[Stored data]
○ ○ ○ ○ ○ ○ ○

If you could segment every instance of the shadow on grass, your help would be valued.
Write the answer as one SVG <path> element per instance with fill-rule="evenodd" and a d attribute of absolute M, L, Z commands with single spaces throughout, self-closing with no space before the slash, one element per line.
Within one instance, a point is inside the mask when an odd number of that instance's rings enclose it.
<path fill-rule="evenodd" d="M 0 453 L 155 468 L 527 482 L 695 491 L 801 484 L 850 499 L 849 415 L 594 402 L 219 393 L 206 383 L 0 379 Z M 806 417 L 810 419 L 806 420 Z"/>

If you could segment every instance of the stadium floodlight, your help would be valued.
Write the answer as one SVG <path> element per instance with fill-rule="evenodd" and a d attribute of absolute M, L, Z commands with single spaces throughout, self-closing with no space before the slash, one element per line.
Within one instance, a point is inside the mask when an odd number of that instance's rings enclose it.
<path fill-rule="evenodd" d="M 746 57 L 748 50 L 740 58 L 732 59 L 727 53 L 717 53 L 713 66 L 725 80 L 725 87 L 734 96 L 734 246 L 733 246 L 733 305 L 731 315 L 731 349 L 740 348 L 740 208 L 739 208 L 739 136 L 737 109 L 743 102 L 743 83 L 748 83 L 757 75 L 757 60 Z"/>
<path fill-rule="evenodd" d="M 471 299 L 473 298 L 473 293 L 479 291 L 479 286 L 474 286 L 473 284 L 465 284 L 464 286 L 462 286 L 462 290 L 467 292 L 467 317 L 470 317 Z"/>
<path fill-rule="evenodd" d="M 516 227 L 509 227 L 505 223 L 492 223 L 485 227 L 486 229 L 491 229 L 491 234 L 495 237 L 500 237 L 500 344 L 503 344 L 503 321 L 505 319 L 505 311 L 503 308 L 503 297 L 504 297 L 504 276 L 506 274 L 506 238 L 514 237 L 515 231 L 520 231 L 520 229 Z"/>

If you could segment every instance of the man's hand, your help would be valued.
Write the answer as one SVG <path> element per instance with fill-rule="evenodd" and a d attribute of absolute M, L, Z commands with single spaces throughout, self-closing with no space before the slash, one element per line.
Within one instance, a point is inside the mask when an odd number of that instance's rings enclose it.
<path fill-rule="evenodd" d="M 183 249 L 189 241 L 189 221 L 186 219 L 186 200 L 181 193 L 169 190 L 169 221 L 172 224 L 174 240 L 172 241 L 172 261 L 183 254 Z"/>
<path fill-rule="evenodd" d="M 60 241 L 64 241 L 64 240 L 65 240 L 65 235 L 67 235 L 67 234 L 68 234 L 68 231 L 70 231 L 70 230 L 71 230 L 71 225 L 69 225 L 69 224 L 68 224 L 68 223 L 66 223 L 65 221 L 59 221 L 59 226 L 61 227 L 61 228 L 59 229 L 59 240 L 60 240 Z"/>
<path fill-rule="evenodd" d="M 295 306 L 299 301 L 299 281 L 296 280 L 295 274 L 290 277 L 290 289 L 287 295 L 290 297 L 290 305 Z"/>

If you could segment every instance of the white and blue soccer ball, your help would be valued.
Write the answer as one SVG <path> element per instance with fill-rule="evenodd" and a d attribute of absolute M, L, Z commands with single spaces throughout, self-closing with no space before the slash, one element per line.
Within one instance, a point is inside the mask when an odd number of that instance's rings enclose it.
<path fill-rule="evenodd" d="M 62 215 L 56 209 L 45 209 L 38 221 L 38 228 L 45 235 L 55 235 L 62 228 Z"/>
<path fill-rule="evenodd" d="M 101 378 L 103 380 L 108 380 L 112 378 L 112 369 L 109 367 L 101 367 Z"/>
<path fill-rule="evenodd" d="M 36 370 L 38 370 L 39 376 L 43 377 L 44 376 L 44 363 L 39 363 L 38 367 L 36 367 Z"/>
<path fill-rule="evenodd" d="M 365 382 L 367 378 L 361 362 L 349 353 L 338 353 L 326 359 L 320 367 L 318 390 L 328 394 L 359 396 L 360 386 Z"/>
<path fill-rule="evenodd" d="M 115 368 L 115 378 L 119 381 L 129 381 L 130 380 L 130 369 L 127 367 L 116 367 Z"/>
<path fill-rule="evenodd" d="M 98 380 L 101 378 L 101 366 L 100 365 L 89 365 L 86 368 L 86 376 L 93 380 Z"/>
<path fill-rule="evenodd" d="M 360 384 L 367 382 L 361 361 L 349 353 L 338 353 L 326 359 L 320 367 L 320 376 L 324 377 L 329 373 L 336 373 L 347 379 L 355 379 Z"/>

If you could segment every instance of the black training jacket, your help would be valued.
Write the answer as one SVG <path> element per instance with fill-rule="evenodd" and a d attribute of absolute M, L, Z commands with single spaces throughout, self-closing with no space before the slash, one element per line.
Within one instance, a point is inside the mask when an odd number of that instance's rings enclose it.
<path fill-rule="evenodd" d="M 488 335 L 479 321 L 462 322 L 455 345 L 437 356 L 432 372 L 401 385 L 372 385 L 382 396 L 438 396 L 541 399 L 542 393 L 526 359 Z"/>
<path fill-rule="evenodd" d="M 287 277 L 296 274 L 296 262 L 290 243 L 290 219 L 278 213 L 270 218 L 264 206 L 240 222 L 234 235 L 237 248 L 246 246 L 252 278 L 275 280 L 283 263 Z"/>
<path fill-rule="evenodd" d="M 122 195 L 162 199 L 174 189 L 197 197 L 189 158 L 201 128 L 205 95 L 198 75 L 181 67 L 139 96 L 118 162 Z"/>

○ ○ ○ ○ ○ ○ ○

Give back the data exactly, with no line dropped.

Reply
If you could segment every instance of the shadow on grass, your help would be valued.
Write the answer as one SVG <path> element per instance with fill-rule="evenodd" and a d attribute of absolute M, L, Z commands with single spaces throughout, self-closing with no space before the slash, one element per line.
Within one instance, a point is inside the mask when an odd number of that instance's rings enclose it.
<path fill-rule="evenodd" d="M 0 453 L 155 468 L 527 482 L 695 491 L 801 484 L 850 499 L 849 415 L 594 402 L 219 393 L 206 383 L 0 379 Z M 806 417 L 810 419 L 806 420 Z"/>

If you could segment every instance of the stadium floodlight, your help would be valued.
Write the answer as one SVG <path> element per instance with fill-rule="evenodd" and a d attribute of absolute M, L, Z commands with single spaces throughout, self-closing with no space before the slash, one element per line.
Within one instance, a point is inside the mask when an odd number of that instance's rings enclose it.
<path fill-rule="evenodd" d="M 746 57 L 748 50 L 740 58 L 732 59 L 727 53 L 717 53 L 713 66 L 725 80 L 725 87 L 734 96 L 734 246 L 733 246 L 733 305 L 731 315 L 731 349 L 740 348 L 740 208 L 739 208 L 739 136 L 737 109 L 743 102 L 743 83 L 748 83 L 757 75 L 757 60 Z"/>
<path fill-rule="evenodd" d="M 471 299 L 473 298 L 473 293 L 479 291 L 479 286 L 474 286 L 473 284 L 465 284 L 464 286 L 462 286 L 462 290 L 467 292 L 467 317 L 470 317 Z"/>
<path fill-rule="evenodd" d="M 516 227 L 509 227 L 505 223 L 492 223 L 485 227 L 486 229 L 491 229 L 491 234 L 495 237 L 500 237 L 500 344 L 503 344 L 503 321 L 505 319 L 505 311 L 503 308 L 503 297 L 504 297 L 504 276 L 506 274 L 506 238 L 514 237 L 515 231 L 520 231 L 520 229 Z"/>

If you could segment every instance of the man's hand, your help would be valued.
Write the answer as one SVG <path> element per instance with fill-rule="evenodd" and a d attribute of absolute M, L, Z commands with single spaces throughout, self-closing with no space before the slash, one element per line.
Within one instance, a point is inside the mask when an odd number of that instance's rings enclose it.
<path fill-rule="evenodd" d="M 183 249 L 189 241 L 189 221 L 186 219 L 186 200 L 181 193 L 169 190 L 169 221 L 172 224 L 174 240 L 172 241 L 172 261 L 183 254 Z"/>
<path fill-rule="evenodd" d="M 60 241 L 64 241 L 64 240 L 65 240 L 65 235 L 67 235 L 67 234 L 68 234 L 68 231 L 70 231 L 70 230 L 71 230 L 71 225 L 69 225 L 69 224 L 68 224 L 68 223 L 66 223 L 65 221 L 59 221 L 59 226 L 61 227 L 61 228 L 59 229 L 59 240 L 60 240 Z"/>
<path fill-rule="evenodd" d="M 295 306 L 299 301 L 299 281 L 296 280 L 295 274 L 290 277 L 290 289 L 287 295 L 290 297 L 290 305 Z"/>

If you could segment every instance of the white and blue soccer ball, your help would be valued.
Write the answer as one SVG <path> element per instance with fill-rule="evenodd" and a d attribute of absolute M, L, Z commands with single spaces throughout, self-closing with no space before the slash, one element per line.
Within one instance, a point is inside the mask when an odd number of that instance's rings enclose it.
<path fill-rule="evenodd" d="M 62 215 L 56 209 L 45 209 L 38 221 L 38 228 L 45 235 L 55 235 L 62 228 Z"/>
<path fill-rule="evenodd" d="M 101 378 L 103 380 L 108 380 L 112 378 L 112 369 L 109 367 L 101 367 Z"/>
<path fill-rule="evenodd" d="M 36 370 L 38 370 L 39 376 L 43 377 L 44 376 L 44 363 L 39 363 L 38 367 L 36 367 Z"/>
<path fill-rule="evenodd" d="M 365 382 L 367 378 L 361 362 L 349 353 L 338 353 L 326 359 L 320 367 L 318 390 L 328 394 L 359 396 L 360 386 Z"/>
<path fill-rule="evenodd" d="M 115 368 L 115 378 L 119 381 L 129 381 L 130 380 L 130 369 L 127 367 L 116 367 Z"/>
<path fill-rule="evenodd" d="M 98 380 L 101 378 L 101 366 L 100 365 L 89 365 L 86 368 L 86 376 L 93 380 Z"/>
<path fill-rule="evenodd" d="M 360 384 L 367 382 L 361 361 L 349 353 L 338 353 L 326 359 L 320 367 L 320 376 L 324 377 L 329 373 L 336 373 L 347 379 L 355 379 Z"/>

If you could segment every instance of the black training jacket, your help would be valued.
Write the answer as one SVG <path> element per instance with fill-rule="evenodd" and a d attribute of absolute M, L, Z commands with single spaces throughout, self-closing with no space before the slash, one element per line.
Within one instance, a point is inside the mask when an odd number of that instance's rings enclose it.
<path fill-rule="evenodd" d="M 488 335 L 479 321 L 462 322 L 455 345 L 437 356 L 432 372 L 401 385 L 372 385 L 382 396 L 438 396 L 541 399 L 542 393 L 526 359 Z"/>
<path fill-rule="evenodd" d="M 287 277 L 296 274 L 296 262 L 290 243 L 290 219 L 278 213 L 270 218 L 264 206 L 240 222 L 234 235 L 237 248 L 246 246 L 252 278 L 275 280 L 283 263 Z"/>
<path fill-rule="evenodd" d="M 122 195 L 162 199 L 174 189 L 197 197 L 189 158 L 201 128 L 205 95 L 198 75 L 181 67 L 139 96 L 118 162 Z"/>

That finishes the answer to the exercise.